- EXERCISE -
Each entry that follows should be retyped in full and exactly.

MATERIAL FOR THIS TASK Start Marker

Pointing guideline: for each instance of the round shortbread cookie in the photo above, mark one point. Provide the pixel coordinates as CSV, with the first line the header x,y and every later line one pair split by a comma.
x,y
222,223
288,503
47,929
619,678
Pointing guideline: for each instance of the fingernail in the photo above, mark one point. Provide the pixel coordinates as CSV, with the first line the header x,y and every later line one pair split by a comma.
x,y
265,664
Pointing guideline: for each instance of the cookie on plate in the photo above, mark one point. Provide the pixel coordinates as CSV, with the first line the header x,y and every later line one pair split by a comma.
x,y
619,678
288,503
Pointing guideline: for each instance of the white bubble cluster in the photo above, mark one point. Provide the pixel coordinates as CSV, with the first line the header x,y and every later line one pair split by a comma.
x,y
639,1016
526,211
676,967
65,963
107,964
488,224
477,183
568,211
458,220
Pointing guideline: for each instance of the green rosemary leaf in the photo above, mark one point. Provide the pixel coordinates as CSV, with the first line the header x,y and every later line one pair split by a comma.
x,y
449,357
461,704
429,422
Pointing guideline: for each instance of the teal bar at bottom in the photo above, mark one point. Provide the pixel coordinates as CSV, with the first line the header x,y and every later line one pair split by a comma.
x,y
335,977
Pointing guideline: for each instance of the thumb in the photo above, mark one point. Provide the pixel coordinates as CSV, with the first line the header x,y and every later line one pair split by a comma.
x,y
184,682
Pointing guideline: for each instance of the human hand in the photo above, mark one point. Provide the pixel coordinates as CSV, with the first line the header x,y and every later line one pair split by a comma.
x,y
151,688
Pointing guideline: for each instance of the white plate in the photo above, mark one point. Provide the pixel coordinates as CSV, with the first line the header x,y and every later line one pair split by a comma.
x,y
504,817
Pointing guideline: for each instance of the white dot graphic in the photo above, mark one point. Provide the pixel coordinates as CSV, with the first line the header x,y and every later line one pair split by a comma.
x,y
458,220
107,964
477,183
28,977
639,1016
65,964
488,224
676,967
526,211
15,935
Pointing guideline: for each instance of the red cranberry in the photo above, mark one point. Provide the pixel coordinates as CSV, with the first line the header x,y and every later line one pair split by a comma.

MATERIAL FOR THIS TASK End Marker

- RESULT FOR THIS TASK -
Pointing guideline: for each instance of the round shortbread cookie in the photo above, mark one point. Provide the pixel coordinates as CSV, with the first line the header x,y and every later line one pair split by a comma.
x,y
222,223
288,503
47,929
619,678
Pointing guideline: for each instance of the fingernail in the photo above, mark one point. Provide the pixel coordinates as CSV, with the first line the header x,y and every later line one pair split by a comma.
x,y
265,664
Pointing guideline: for each instance of the cookie on plate in the photo above, mark one point. Provide the pixel coordinates as CSV, with the first line the header x,y and every later line one pair split by a comma.
x,y
619,678
288,503
Pointing guideline: for each instance of the white bubble cluster in the photo above, mark one point. Provide the pixel coordinates as CSV, with the first line the header x,y and every later line one pair split by a comma.
x,y
639,1016
526,211
676,967
65,963
107,964
488,224
477,183
568,211
458,220
Pointing guideline: for each instance of the green rosemary leaf in the photo above, mark one point. Provide the pixel coordinates as CSV, with the first line the header x,y and every later line one pair split by a comma.
x,y
449,357
461,704
429,422
Pointing guideline: for each instance of the teal bar at bottom in the photo above, mark one point. Provide the pixel coordinates as CSV, with the first line the header x,y and every later line one pair split by a comma.
x,y
335,977
Pointing guideline: for each instance of the thumb in the photo above, mark one point. Provide the pixel coordinates as CSV, with the first line the header x,y and every later line one pair split by a comma.
x,y
184,682
Pointing guideline: for each instance of the human hand in the photo above, mark one point. Provide the pixel coordinates as CSV, with the first line the header x,y and every later line one pair split by a comma.
x,y
151,688
Pointing guideline: for each instance of the white plate in the photo above, mark one point. Provide the pixel coordinates as CSV, with the first line the header x,y and every later line one pair split by a comma.
x,y
504,817
Pointing guideline: for each instance of the white dot graphic in the photo above, mark one point. Provide the pixel coordinates as CSV, with the first line the header x,y and every later line one pair split by a comma.
x,y
458,220
107,964
477,183
28,977
639,1016
65,964
488,224
676,967
526,211
15,935
Pointing guideline: for each instance of the red cranberry in the photo above, mark one point. Provide the pixel coordinates as CSV, with the first line the header x,y and every later line one pair split by a comma.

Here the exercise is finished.